### Required task A:
Reproduce the rows of the stored records, starting at the first row and ending at the row that contains "point(137, 31)". Omit the pictures from your answer.

The millet network hopes the government will try to replicate the millet subsidy project they are implementing in villages like Dorli and sell the produce through the public distribution system (PDS).
Similar projects are being run in 15 rain-fed states. The millet network is in touch with farmer organisations in these states to promote and subsidise millet cultivation. The logic behind the initiative — jowar, bajra, ragi, foxtail millet, little millet, and kodo millet not only require less water to grow but are also super cereals with more nutrients than other food grain.
A bowl of halwa made of finger millets or ragi is 30 times rich in calcium than a bowl of rice. Millets also have more fibre than rice and wheat. Some varieties have as much as 50 times more fibre than rice.
The network is asking for inclusion of millets in the PDS as a solution to malnutrition in the country.
Vijay Jaywantia says the government policy of thrusting rice and wheat on all states through the PDS killed millet cultivation. The output declined from 18.41 million tonnes in 1966 to 17.97 million tonnes in 2006, a fall of over 2 per cent. On the other hand, wheat production went up from 18.1 million tonnes to 69.73 million tonnes in the period, an increase of 284 per cent. Rice production rose 125 per cent during the period.
Under the guidance of the DDS, which runs a decentralised PDS and a food bank belonging to millet farmers in Andhra Pradesh, each farmer of Dorli will give a quintal of jowar to a grain bank that will be set up in the village. The bank will have 50 quintals of jowar in one go. Jaywantia says that if a farmer grows millets, he gets a large quantity of fodder, besides the nutritious crop. The fodder helps him feed animals, which give enough farmyard manure, thus leading to a fall in use of chemical fertilisers. So, the crop is a bulwark against drought and debt, not to speak of malnutrition.

### Required task B:
Transcribe the passage on millet farming word for word, starting at "Similar projects are" and ending at "in the country.".

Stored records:

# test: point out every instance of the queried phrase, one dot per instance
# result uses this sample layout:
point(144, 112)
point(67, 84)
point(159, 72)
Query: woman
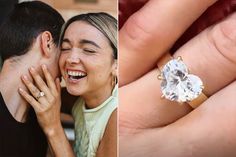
point(88, 64)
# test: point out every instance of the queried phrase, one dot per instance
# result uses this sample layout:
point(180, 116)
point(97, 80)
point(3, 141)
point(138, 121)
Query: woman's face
point(86, 60)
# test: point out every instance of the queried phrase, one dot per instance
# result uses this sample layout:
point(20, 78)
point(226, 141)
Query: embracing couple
point(36, 48)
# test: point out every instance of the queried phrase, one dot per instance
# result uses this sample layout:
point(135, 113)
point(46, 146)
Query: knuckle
point(137, 31)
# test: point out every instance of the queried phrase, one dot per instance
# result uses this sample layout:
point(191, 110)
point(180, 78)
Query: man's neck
point(10, 81)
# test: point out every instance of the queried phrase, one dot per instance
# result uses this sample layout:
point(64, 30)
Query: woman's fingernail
point(32, 69)
point(44, 67)
point(24, 77)
point(20, 89)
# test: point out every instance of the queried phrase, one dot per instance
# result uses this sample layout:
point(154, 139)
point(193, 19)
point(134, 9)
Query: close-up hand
point(44, 98)
point(153, 126)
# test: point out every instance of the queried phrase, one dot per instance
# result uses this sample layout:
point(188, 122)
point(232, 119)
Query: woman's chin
point(74, 91)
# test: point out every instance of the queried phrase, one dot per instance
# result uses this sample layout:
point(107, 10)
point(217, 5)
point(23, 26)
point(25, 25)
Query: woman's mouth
point(75, 75)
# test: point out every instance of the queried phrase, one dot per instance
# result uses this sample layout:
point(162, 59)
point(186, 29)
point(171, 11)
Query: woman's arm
point(47, 109)
point(108, 144)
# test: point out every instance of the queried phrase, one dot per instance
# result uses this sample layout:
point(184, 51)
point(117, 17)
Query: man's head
point(32, 28)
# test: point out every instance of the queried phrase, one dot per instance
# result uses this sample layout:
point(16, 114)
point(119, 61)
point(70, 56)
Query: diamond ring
point(178, 85)
point(41, 94)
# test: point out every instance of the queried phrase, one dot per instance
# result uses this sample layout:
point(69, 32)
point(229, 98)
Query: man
point(29, 36)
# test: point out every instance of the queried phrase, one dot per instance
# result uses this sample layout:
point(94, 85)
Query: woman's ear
point(114, 68)
point(46, 43)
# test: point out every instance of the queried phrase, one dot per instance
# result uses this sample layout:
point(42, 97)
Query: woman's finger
point(40, 83)
point(210, 55)
point(49, 79)
point(197, 134)
point(31, 100)
point(58, 86)
point(151, 31)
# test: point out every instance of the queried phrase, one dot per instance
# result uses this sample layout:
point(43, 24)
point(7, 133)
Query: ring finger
point(34, 90)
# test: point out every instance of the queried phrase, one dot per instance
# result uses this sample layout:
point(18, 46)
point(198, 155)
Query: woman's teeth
point(76, 74)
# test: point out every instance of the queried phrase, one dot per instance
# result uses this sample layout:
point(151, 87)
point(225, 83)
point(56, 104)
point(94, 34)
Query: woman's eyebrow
point(84, 41)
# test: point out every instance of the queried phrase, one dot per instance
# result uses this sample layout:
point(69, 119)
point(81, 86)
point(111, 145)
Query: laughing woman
point(88, 64)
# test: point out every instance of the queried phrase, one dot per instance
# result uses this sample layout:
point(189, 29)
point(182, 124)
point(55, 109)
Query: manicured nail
point(32, 69)
point(20, 89)
point(44, 67)
point(24, 77)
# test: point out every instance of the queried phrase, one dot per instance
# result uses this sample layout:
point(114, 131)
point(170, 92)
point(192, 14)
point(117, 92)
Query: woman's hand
point(47, 107)
point(151, 126)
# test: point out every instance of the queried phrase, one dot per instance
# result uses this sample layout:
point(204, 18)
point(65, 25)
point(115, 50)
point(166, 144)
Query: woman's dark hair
point(104, 22)
point(24, 23)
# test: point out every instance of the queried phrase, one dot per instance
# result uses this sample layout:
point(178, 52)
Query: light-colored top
point(90, 124)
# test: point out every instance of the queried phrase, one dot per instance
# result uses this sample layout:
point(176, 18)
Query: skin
point(164, 128)
point(43, 51)
point(96, 61)
point(143, 38)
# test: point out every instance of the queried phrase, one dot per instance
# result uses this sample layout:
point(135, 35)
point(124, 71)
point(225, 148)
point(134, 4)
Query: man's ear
point(46, 43)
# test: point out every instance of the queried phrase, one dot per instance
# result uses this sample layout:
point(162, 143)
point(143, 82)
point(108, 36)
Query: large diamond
point(177, 84)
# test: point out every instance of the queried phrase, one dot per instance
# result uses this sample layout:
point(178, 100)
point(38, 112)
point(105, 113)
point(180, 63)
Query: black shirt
point(20, 139)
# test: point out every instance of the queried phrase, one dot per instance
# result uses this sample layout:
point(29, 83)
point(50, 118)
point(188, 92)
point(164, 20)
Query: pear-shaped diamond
point(177, 84)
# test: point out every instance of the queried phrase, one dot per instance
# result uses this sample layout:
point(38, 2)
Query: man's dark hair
point(22, 26)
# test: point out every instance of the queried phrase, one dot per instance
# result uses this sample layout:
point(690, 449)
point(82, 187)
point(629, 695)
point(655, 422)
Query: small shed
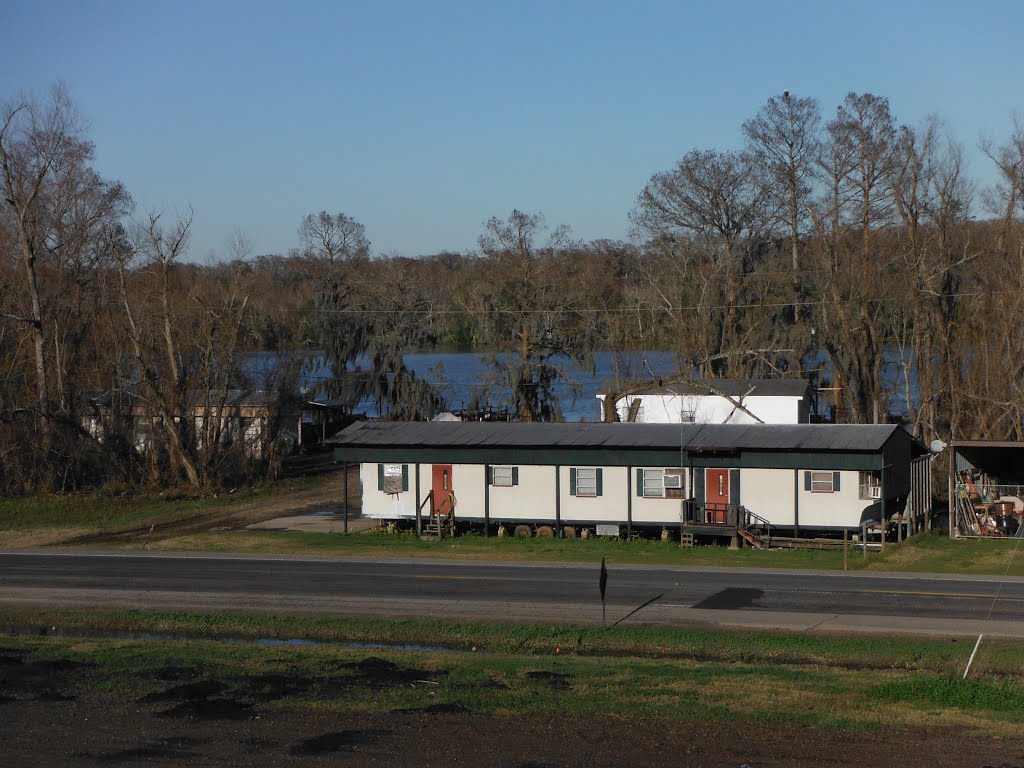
point(986, 488)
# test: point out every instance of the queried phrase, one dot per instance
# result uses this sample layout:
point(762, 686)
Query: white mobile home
point(704, 478)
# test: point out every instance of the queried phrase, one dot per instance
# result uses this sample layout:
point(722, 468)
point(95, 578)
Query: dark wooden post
point(345, 470)
point(629, 503)
point(486, 501)
point(882, 511)
point(419, 516)
point(558, 501)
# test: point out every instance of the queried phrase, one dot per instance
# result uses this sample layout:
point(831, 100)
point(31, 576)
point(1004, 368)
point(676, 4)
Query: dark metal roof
point(733, 387)
point(692, 437)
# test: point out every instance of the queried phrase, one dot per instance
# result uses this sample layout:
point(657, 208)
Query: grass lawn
point(530, 670)
point(45, 519)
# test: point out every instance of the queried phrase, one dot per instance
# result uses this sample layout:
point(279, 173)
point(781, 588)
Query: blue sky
point(423, 120)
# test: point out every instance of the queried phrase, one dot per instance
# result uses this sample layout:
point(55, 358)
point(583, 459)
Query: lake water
point(462, 376)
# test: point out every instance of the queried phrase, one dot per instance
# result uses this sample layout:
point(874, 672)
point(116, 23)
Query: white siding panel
point(378, 505)
point(532, 499)
point(833, 510)
point(610, 506)
point(768, 493)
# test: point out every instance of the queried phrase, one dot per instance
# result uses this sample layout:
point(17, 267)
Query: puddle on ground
point(557, 680)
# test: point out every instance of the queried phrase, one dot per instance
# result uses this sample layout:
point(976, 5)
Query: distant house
point(718, 401)
point(232, 417)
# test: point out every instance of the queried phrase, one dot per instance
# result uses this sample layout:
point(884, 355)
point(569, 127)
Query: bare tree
point(528, 304)
point(784, 140)
point(707, 218)
point(334, 238)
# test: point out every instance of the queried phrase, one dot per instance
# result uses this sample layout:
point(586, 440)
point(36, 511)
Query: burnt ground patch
point(186, 691)
point(167, 749)
point(178, 674)
point(276, 685)
point(211, 709)
point(555, 680)
point(338, 741)
point(437, 709)
point(378, 673)
point(731, 598)
point(47, 680)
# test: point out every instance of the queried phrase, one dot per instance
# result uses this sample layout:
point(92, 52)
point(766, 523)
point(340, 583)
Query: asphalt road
point(528, 592)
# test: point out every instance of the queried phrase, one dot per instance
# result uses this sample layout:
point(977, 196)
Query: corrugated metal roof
point(692, 437)
point(733, 388)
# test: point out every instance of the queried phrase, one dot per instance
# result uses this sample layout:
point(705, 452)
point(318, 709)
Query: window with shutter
point(503, 475)
point(823, 482)
point(588, 481)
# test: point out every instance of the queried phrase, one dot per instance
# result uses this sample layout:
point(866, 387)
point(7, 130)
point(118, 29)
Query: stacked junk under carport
point(986, 488)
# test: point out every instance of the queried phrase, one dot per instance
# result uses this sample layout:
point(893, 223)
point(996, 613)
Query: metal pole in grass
point(604, 585)
point(971, 659)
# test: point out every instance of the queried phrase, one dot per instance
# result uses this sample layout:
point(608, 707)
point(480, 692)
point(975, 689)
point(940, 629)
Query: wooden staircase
point(758, 541)
point(440, 523)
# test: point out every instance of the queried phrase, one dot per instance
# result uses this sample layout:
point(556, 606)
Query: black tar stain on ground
point(732, 599)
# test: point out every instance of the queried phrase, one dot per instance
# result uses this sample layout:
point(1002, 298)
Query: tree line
point(847, 248)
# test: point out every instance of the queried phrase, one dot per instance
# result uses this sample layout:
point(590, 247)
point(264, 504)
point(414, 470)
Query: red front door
point(716, 495)
point(441, 485)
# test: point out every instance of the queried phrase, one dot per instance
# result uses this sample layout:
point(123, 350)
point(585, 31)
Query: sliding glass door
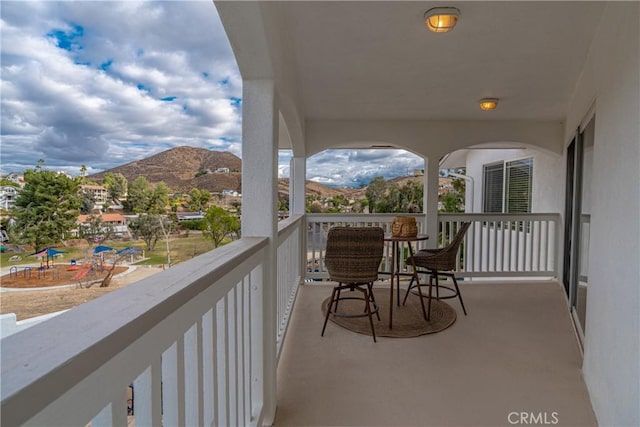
point(577, 222)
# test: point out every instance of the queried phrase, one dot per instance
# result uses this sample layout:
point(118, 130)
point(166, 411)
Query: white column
point(297, 179)
point(260, 209)
point(431, 178)
point(297, 203)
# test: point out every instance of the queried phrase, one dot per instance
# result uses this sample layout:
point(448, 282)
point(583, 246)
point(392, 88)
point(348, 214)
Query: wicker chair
point(352, 259)
point(440, 262)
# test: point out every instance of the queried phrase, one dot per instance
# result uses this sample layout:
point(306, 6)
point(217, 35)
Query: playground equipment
point(82, 273)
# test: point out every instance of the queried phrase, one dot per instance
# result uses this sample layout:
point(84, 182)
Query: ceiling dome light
point(441, 19)
point(487, 104)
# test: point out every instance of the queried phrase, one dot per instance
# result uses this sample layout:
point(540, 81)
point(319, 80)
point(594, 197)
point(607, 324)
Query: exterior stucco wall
point(548, 171)
point(611, 79)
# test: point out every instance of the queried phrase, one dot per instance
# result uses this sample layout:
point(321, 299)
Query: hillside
point(318, 189)
point(178, 167)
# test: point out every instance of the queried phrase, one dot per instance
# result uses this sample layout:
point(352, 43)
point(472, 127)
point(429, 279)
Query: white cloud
point(83, 83)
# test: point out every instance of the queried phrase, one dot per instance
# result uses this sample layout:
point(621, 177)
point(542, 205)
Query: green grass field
point(182, 249)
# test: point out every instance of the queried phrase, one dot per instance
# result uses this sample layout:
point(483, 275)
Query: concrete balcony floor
point(516, 351)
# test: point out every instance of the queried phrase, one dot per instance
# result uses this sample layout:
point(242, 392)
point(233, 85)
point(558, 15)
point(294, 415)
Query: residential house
point(8, 196)
point(99, 193)
point(202, 341)
point(117, 222)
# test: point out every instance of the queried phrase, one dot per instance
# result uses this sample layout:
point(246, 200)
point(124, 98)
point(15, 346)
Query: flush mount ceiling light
point(441, 19)
point(487, 104)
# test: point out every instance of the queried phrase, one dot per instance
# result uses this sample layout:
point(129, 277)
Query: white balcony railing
point(189, 341)
point(508, 245)
point(512, 245)
point(290, 244)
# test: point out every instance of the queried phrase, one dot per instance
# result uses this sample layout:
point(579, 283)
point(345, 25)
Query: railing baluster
point(191, 376)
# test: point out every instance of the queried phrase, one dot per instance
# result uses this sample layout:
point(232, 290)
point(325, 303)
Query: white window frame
point(504, 191)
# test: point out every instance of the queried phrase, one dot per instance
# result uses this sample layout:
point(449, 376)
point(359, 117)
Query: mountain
point(312, 187)
point(178, 168)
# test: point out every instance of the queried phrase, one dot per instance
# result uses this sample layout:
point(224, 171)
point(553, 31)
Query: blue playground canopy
point(48, 252)
point(129, 250)
point(102, 248)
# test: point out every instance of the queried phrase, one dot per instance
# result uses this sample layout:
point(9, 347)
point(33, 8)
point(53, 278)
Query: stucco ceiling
point(375, 60)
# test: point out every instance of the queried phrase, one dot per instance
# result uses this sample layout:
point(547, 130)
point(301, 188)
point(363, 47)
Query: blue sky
point(106, 83)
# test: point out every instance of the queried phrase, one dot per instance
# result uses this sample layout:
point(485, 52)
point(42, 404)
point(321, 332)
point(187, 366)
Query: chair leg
point(373, 330)
point(410, 286)
point(424, 312)
point(430, 297)
point(326, 317)
point(373, 299)
point(455, 282)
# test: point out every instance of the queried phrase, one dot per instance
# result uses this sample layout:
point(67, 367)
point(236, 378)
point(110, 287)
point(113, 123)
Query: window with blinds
point(493, 187)
point(518, 176)
point(507, 186)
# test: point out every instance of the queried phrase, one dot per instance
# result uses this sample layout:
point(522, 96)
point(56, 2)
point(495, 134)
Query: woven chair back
point(445, 260)
point(354, 254)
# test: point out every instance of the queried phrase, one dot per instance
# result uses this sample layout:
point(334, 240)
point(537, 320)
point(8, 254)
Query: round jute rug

### Result A:
# test: point out every instance of the queried phrase, one dot per instance
# result uses this sample layout:
point(144, 112)
point(67, 84)
point(159, 72)
Query: woman
point(88, 64)
# test: point out every instance of the queried phrase, one dot per instance
# result uses this sample layout:
point(180, 116)
point(97, 80)
point(3, 141)
point(138, 121)
Query: woman's face
point(86, 60)
# test: point out every instance of the queried phrase, one dot per instance
# result uses this sample layout:
point(20, 78)
point(226, 141)
Query: embracing couple
point(36, 48)
# test: point out every instance of the queried phrase, one dot per instance
# result uses this sample layout:
point(135, 113)
point(46, 146)
Query: knuckle
point(137, 31)

### Result B:
Similar projects are being run in 15 rain-fed states. The millet network is in touch with farmer organisations in these states to promote and subsidise millet cultivation. The logic behind the initiative — jowar, bajra, ragi, foxtail millet, little millet, and kodo millet not only require less water to grow but are also super cereals with more nutrients than other food grain.
A bowl of halwa made of finger millets or ragi is 30 times rich in calcium than a bowl of rice. Millets also have more fibre than rice and wheat. Some varieties have as much as 50 times more fibre than rice.
The network is asking for inclusion of millets in the PDS as a solution to malnutrition in the country.